Fener'in ruhu Emre
M. United'ın favori taktiği 4-4-2, Alex'in yokluğunda mecburiyeti olmuştu Fener'in. İlk yarıda tam yapamasalar da. Ama 'oyuncuların öyle bir iştahı, oynama ve aslında ne olduklarını ispatlama ruhu' vardı ki taktik falan dinleyecek durumda değillerdi. Emre, şu anda bence Avrupa'nın en iyi 3 orta sahasından biri, ona Santos da katılıyor. Deivid ve Gökhanile pek işlemeyen sağ kanada rağmen soldan Fener iyi işliyordu. Bu kadar hırsla hücuma kalkınca da maçın ilk dakikalarında pozisyon da veriyorlardı. Ligin ilk yarısında İstanbul BŞB ve Antalya maçlarında hızlı hücumla gol bulan Fener, golü 7 saniyede atıyor, hücum bölgesinde kaptırılan topla gol yiyen Antalya'da ise Mehmethoca bunun ligde bugüne kadar tam 30 kez olduğunu unutup, ilk maçtakinin aynısını yiyen oyuncularına kızıyordu.

______

Alıştırmalar
[A] Metne göre Fener, Alex'in yokluğunda hangi taktiği oynamak zorunda kalmıştı?
[B] Lütfen kayıtlarda "fixture" dizesini içeren her satırı gösterin; büyük-küçük harf ayrımı gözetilsin.

Alıştırma girdileri

______

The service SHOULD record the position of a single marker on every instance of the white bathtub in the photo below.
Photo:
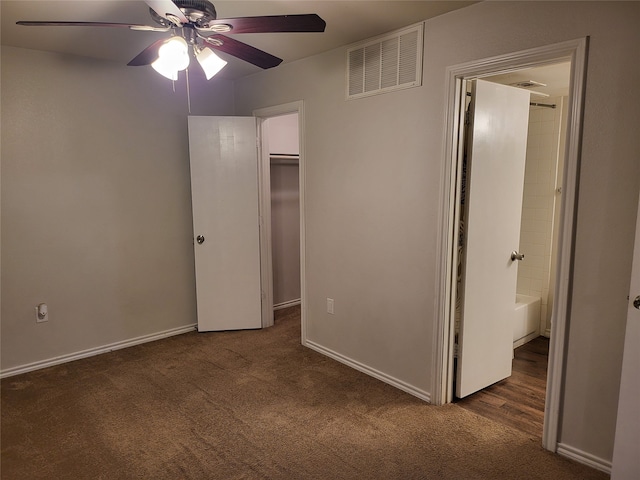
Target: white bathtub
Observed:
(526, 319)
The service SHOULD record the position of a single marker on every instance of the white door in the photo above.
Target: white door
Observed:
(626, 450)
(494, 186)
(224, 195)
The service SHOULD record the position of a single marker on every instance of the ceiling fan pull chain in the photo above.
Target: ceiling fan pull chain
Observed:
(188, 93)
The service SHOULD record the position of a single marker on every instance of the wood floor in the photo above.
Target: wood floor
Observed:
(517, 401)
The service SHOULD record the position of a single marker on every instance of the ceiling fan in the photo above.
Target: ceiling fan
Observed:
(194, 26)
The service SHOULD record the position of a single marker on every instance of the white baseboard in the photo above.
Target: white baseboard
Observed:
(583, 457)
(94, 351)
(421, 394)
(290, 303)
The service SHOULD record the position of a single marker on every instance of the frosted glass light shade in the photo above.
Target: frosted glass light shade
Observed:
(173, 56)
(210, 62)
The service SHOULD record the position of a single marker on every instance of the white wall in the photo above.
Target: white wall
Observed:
(96, 206)
(541, 184)
(373, 198)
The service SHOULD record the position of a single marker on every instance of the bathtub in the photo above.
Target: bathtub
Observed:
(526, 319)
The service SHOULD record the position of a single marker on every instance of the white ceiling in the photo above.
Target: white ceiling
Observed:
(555, 78)
(347, 22)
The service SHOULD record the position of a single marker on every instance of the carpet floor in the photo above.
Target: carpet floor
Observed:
(247, 405)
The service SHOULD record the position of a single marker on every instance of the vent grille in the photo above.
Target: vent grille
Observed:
(386, 63)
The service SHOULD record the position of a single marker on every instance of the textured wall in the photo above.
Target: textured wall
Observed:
(373, 197)
(96, 203)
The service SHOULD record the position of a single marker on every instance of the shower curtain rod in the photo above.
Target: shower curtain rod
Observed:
(533, 104)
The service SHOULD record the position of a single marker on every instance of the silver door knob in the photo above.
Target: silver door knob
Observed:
(516, 256)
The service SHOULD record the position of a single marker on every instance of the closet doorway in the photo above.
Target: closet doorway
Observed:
(284, 158)
(282, 239)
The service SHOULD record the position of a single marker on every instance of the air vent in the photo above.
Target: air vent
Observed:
(386, 63)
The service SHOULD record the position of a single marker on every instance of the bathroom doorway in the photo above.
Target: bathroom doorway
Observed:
(519, 399)
(573, 52)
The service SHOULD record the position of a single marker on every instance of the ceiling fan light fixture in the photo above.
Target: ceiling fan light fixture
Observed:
(173, 56)
(209, 61)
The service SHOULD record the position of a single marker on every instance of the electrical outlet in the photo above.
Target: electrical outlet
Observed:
(42, 313)
(330, 306)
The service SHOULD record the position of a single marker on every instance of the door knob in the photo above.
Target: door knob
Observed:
(516, 256)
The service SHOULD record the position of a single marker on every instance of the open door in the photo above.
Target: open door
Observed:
(626, 461)
(499, 118)
(224, 193)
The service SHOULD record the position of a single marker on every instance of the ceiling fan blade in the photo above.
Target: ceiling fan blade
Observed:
(242, 51)
(164, 8)
(93, 24)
(148, 55)
(271, 24)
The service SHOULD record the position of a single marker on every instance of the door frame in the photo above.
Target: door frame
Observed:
(574, 51)
(264, 195)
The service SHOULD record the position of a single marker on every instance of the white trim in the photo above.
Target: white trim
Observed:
(583, 457)
(399, 384)
(574, 50)
(525, 339)
(290, 303)
(91, 352)
(265, 200)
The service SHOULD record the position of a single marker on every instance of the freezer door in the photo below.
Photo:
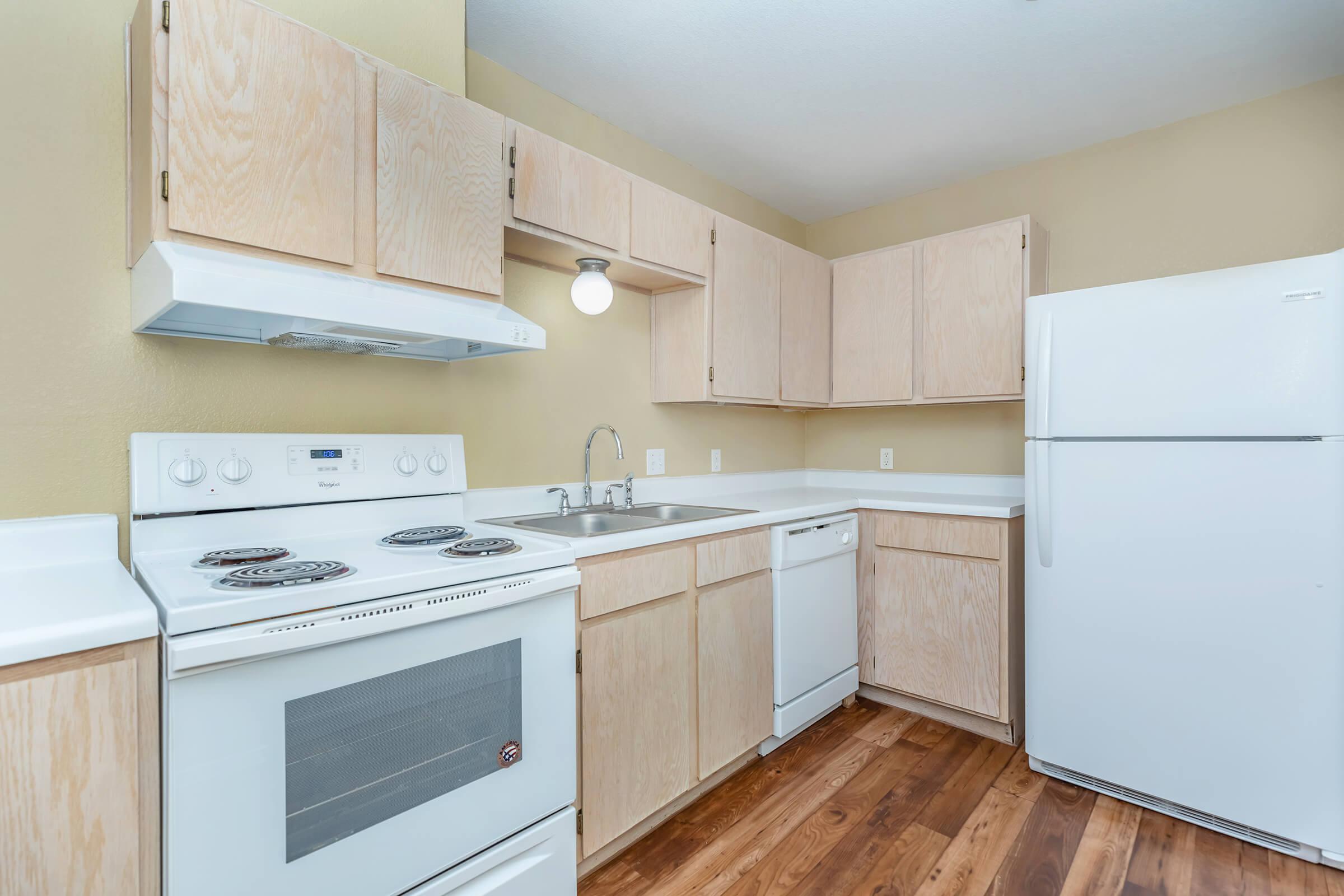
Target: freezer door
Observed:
(1186, 624)
(1247, 351)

______

Yanıtlar
[A] 4-4-2 taktiğini.

[B]
The service SHOULD record the position of a single marker on every instance of the ceiling fan light fixture in the photo above.
Target: ceiling fan light fixture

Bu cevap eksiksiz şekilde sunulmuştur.